But that sounds a bit unsafe. Your commit instead of adding one more record to a transaction log will need to touch several files/folders. So it will be less atomic, and you will have 2 sources of truth (transaction log and state witten in the part).
- where / how mintid / maxtid will be stored (taking into account parts immutability).
There are two options: store it in special file inside data part or write all operations with data parts into some WAL (and make snapshots of parts state on log rotation), I'm not sure which one is better. It may look like the first option violates parts immutability, but actually it does not. Since mintid/mincsn is written and part creation is comitted, it cannot be changed. It's a bit harder with maxtid, because maxtid can be committed or rolled back to NULL. But it's not a big issue to overwrite maxtid inside data part, because part will look like it's immutable until part removal is committed and it does not matter if part is immutable or not after removal is committed. Btw, now it's possible to write checksums.txt
or columns.txt
into "immutable" part if there is no such files.
- Isn't just one tid enough? Maybe tid + some change in the status of the part will be sufficient?
- A commit is adding an entry (tid, csn) to the transaction log. I didn't fully understand the purpose of csn. It seems that the simple checkmark "transaction completed successfully" would work almost as well. So just adding the transaction number to the transaction log (which obviously has some kind of natural order).
We have to assign some timestamps or ids in the beginning of transaction (however, it's also possible to assign timestamps when committing, but in this case we have to atomically write such timestamps into all involved data parts holding some exclusive global lock, so I don't like this approach). Tids are assigned in the beginning and just one tid (or some begin timestamp) could be enough. But it's inconvenient to use begin timestamps for transaction ordering and checking part visibility, because we do not know when each transaction was committed if we don't have commit timestamps (csns).
——
**REQUIRED TASK 1:**
Count the lines in the entries below that contain the string "building". Reply with the number only.

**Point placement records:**
——
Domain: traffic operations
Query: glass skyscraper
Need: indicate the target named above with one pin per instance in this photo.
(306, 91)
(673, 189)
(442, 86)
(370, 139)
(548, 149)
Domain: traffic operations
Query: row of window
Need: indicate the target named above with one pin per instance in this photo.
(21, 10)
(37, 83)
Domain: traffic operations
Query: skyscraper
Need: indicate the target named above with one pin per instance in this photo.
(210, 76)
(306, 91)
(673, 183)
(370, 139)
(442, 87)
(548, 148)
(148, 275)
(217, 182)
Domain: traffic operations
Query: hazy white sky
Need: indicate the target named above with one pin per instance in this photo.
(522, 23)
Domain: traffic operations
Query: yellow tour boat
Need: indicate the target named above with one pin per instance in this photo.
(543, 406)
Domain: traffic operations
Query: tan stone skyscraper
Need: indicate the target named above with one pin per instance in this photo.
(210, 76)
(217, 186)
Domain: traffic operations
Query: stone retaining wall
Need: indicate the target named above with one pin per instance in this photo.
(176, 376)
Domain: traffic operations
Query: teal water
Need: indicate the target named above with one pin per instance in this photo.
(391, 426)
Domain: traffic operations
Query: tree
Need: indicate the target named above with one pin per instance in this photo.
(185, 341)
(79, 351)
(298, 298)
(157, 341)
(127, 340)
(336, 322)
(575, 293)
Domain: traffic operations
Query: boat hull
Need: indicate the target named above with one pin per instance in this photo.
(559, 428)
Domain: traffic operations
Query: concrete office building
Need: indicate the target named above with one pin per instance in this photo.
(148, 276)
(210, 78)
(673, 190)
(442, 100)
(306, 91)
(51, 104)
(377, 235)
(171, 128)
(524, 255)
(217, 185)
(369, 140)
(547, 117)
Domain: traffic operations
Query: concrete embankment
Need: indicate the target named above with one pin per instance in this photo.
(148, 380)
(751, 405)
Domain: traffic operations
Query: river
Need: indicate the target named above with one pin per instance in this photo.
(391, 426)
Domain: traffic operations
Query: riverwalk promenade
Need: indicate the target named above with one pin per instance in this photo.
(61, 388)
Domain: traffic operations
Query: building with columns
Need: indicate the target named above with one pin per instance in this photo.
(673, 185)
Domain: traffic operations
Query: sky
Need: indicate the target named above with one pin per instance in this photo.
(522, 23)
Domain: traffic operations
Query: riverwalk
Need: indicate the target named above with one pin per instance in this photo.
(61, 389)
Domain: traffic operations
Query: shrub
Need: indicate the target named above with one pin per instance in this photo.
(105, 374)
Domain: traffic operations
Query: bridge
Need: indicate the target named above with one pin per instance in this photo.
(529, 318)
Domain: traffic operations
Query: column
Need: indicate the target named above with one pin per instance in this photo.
——
**REQUIRED TASK 2:**
In the discussion of transaction IDs, why is it inconvenient to rely on begin timestamps for transaction ordering and checking part visibility?

**FULL SOLUTION 1:**
2

**FULL SOLUTION 2:**
Without commit timestamps (csns), there is no way to know when each transaction was committed.